» ASSIGNED TASK 1: Summarize the article on evaluation in AI-for-science in two sentences.
» ASSIGNED TASK 2: In the article on evaluation in AI-for-science, what does off-policy evaluation use to estimate the value of a candidate policy?
» ASSIGNED TASK 3: Continue the article on evaluation in AI-for-science from its last sentence.

» DOCUMENT EXTRACT:

● ● ●

AI-for-Science Advances Depend on Evaluation, Not Just Generation

Aishwarya Mandyam

Surya Ganguli

Aldís Elfarsdóttir

Amar Venugopal

Steven DillmannStanford HAIFriday, May 15, 20267 min read

In a Stanford AI+Science lightning-talk session introduced by Surya Ganguli, four young researchers made a common case: AI-for-science is useful only when paired with rigorous evaluation. Aishwarya Mandyam, Amar Venugopal, Steven Dillmann and Alda Elfarsdóttir each treated AI systems or outputs as claims to be tested — through uncertainty estimates for clinical policies, causal checks on generated text, executable benchmarks for scientific agents, and empirical links between corporate climate language and later emissions.

AI-for-science lives or dies by evaluation

AI was presented here less as a generic assistant than as a measurement problem. The projects asked how to know whether an automated clinical policy is safe before deployment, whether a generated textual counterfactual isolates the feature it claims to test, whether a coding agent can complete real scientific workflows, and whether corporate climate language predicts future emissions.

Surya Ganguli introduced the talks as a rapid view into work by young Stanford researchers, with more detailed discussion reserved for poster sessions. The common thread across the research was narrower than “AI accelerates science.” Each project used AI-enabled methods only in combination with a way to evaluate reliability: statistical uncertainty for policies, causal identification for text, executable benchmarks for agents, and empirical links between disclosure language and future outcomes.

Clinical reinforcement learning needs policy evaluation before deployment

Aishwarya Mandyam described healthcare as a repeated decision process: a patient is observed, a clinician or clinical team chooses a treatment, and the cycle can repeat many times in a week depending on the care setting. At a higher level of abstraction, the clinician becomes an agent, the treatment becomes an action, the patient becomes the environment, and the patient response becomes a reward signal. That mapping makes healthcare a natural setting for reinforcement learning, but also a high-stakes one.

The central question in Mandyam’s talk was not how to learn a clinical policy, but how to know whether a learned policy is good before putting it in a hospital. She focused on off-policy evaluation, which uses an offline behavior dataset to estimate the value of a candidate policy. Higher estimated policy value means the policy is expected to perform better.

The difficulty is coverage. Prior off-policy evaluation methods rely on behavior datasets with finite size and limited support. If the new policy takes an action that was not observed in the dataset, the evaluator has little basis for estimating its value. Mandyam’s work asks whether synthetic data can be combined with real offline behavior data to produce better policy value estimates.

● ● ●

» LISTED ENTRIES:

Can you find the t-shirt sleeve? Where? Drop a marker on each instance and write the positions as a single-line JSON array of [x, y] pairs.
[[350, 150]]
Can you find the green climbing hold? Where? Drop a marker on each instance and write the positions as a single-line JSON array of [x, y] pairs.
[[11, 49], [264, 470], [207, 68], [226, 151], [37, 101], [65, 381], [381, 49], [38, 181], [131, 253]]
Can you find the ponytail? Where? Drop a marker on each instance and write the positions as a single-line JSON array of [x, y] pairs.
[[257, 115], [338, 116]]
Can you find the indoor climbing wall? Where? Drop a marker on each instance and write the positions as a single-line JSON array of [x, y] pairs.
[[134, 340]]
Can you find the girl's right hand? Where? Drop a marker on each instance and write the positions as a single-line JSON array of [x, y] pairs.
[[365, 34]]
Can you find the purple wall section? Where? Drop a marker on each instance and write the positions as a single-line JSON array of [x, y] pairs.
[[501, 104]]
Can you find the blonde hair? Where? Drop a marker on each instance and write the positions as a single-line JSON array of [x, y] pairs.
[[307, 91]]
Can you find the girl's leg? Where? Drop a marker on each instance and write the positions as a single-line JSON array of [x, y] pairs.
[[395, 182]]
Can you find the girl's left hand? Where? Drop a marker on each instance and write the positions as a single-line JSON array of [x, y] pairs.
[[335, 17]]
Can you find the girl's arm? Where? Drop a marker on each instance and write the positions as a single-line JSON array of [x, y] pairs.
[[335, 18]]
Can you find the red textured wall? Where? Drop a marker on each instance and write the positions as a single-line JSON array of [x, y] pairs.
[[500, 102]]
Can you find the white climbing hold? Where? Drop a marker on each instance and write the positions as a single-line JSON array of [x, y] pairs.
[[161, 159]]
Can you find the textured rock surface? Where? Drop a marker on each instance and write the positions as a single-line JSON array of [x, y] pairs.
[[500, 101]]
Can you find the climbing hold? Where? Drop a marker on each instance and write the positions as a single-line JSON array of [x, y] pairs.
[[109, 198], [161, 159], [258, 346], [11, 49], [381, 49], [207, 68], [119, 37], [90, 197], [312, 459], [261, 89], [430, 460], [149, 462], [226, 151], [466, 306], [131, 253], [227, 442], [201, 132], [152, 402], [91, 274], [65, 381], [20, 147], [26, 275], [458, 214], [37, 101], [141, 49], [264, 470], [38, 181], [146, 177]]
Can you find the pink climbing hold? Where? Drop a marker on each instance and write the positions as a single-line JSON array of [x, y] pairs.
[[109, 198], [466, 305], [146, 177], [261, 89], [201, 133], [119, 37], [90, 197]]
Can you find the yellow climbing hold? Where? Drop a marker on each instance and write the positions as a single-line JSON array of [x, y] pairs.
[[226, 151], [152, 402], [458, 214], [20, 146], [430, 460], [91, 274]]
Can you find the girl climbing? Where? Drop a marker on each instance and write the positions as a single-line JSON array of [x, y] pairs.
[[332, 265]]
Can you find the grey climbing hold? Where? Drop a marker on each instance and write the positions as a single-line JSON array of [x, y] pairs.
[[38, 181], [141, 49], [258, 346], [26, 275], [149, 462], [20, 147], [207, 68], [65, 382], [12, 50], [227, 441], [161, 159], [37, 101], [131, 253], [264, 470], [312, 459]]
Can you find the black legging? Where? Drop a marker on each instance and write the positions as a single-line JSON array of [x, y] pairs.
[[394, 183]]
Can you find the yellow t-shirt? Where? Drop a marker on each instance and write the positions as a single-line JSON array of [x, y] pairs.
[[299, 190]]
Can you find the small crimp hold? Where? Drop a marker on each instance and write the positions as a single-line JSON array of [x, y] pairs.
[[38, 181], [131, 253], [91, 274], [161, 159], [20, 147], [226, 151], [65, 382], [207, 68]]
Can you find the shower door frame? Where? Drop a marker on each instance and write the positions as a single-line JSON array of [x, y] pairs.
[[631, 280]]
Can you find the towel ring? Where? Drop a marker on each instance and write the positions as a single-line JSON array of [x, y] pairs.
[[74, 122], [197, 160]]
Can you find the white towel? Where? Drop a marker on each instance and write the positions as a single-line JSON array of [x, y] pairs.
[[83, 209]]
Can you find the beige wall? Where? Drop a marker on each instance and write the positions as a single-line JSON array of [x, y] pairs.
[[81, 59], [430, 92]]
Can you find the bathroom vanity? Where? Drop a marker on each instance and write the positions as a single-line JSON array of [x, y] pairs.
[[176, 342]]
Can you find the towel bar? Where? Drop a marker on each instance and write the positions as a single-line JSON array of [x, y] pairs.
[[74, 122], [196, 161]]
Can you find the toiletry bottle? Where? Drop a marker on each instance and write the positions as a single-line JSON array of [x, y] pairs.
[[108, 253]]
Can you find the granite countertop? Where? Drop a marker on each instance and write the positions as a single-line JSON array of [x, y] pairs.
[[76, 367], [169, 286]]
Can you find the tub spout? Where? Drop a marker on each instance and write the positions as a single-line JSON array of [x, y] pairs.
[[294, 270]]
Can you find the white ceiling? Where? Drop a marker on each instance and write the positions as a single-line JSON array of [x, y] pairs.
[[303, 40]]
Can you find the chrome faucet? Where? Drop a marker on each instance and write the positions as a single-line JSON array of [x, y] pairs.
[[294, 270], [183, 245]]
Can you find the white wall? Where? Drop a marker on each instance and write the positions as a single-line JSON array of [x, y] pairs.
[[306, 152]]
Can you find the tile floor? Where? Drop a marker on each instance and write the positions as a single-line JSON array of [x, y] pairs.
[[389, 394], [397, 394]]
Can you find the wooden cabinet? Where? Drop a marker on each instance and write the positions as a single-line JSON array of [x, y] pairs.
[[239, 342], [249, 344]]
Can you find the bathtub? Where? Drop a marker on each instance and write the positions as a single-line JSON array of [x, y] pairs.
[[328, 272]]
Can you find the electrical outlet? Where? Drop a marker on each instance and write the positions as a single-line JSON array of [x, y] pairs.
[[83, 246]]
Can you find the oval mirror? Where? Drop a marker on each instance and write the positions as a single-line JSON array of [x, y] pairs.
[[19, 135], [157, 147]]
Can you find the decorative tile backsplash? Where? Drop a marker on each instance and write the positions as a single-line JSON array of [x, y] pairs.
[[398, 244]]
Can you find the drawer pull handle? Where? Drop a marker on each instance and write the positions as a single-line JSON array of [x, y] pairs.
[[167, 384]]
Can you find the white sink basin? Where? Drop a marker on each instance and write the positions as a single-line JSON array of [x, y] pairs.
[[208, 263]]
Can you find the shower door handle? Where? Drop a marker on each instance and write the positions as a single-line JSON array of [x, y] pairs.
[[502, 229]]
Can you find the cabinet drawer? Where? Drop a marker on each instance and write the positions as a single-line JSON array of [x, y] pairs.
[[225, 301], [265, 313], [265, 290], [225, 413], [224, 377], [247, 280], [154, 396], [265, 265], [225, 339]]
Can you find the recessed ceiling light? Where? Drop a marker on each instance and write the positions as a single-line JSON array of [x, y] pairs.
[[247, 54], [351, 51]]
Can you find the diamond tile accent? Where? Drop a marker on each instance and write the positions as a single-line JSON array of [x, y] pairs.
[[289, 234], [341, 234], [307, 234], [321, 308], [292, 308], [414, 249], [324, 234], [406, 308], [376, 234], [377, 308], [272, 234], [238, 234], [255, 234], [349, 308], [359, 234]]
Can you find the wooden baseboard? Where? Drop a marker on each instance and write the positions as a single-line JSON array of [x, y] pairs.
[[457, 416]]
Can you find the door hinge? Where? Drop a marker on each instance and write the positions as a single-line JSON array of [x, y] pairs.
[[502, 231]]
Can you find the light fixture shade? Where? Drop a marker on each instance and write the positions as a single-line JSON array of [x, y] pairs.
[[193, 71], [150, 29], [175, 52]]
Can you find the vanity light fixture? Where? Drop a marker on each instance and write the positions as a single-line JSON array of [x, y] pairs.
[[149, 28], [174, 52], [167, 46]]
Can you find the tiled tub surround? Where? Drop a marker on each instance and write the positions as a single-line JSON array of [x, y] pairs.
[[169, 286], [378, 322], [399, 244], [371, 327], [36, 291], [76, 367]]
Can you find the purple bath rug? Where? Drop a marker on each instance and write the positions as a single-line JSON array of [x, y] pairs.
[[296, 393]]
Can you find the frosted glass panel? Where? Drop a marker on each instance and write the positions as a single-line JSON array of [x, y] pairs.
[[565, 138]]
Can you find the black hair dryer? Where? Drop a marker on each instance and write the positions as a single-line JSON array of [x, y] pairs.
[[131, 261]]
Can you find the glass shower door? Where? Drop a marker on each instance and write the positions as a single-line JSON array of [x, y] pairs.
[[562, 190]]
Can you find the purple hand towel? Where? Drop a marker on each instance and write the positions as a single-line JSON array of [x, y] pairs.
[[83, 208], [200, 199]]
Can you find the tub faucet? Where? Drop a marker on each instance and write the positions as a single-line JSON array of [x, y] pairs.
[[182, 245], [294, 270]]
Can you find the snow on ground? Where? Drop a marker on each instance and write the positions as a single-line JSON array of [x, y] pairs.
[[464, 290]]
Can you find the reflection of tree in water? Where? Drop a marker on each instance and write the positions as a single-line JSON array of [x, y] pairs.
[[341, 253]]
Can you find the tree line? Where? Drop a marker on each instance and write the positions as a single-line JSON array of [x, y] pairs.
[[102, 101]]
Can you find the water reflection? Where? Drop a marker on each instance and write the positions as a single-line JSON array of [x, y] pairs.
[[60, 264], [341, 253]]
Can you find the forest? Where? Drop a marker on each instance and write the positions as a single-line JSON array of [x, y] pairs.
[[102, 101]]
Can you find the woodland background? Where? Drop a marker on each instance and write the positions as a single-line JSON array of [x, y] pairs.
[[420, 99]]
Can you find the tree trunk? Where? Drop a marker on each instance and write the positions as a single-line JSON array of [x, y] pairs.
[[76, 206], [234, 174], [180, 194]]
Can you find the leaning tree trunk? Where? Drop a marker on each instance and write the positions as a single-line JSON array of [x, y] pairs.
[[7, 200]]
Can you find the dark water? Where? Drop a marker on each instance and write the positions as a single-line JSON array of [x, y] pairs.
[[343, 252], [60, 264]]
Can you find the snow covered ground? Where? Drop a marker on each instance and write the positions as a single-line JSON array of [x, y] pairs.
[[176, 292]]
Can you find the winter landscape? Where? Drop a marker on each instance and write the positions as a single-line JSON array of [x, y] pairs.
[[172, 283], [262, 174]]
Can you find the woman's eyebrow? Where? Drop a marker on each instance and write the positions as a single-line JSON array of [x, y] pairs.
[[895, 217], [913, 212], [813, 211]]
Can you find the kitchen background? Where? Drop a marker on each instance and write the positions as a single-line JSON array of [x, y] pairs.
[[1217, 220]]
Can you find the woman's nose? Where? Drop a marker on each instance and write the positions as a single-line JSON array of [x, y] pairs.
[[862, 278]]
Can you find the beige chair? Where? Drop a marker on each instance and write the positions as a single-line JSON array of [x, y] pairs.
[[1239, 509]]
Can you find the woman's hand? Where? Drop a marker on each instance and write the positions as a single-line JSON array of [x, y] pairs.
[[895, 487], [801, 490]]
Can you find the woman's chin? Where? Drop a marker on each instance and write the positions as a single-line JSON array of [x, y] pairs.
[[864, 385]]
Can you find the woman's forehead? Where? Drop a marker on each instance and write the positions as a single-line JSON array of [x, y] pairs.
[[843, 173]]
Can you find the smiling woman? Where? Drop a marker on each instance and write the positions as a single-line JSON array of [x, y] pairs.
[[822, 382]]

● ● ●

» RESPONSE AREA 1: At a Stanford AI+Science lightning-talk session introduced by Surya Ganguli, four young researchers argued that AI-for-science is useful only when paired with rigorous evaluation, treating AI systems or outputs as claims to be tested. Aishwarya Mandyam, for example, focused on how to know whether a learned clinical policy is good before deployment, asking whether synthetic data combined with real offline behavior data can produce better policy value estimates than prior off-policy evaluation methods limited by finite datasets.

» RESPONSE AREA 2: An offline behavior dataset.

» RESPONSE AREA 3:
She separated the work into two estimation tasks. The first is initial-state-conditioned policy value estimation: for example, estimating the value of a treatment policy for patients in the same disease stage. For that case, her team introduced CP-Gen, an estimator designed to learn valid conformal prediction intervals. The second is unconditioned policy value estimation: estimating the value of a policy across patients regardless of initial state. For that task, the team introduced DR-PPI, which she said asymptotically learns valid confidence intervals.

Mandyam’s closing claim was that reliable policy evaluation can enable safe automated clinical decision-making. The point was therefore narrower and more demanding than “AI can help doctors”: automated clinical decision systems require a pre-deployment statistical account of uncertainty, especially when real-world data do not cover the decisions the learned policy might make.

Text experiments need counterfactuals that change the right thing

Amar Venugopal presented a pipeline for causal experimentation with text data, aimed at settings where researchers observe documents paired with outcome variables and want to know which textual qualities affect those outcomes. His motivating example was political speech: a politician gives speeches, each speech is associated with polling or approval numbers, and a social scientist wants to identify which aspects of the speech drive variation in approval.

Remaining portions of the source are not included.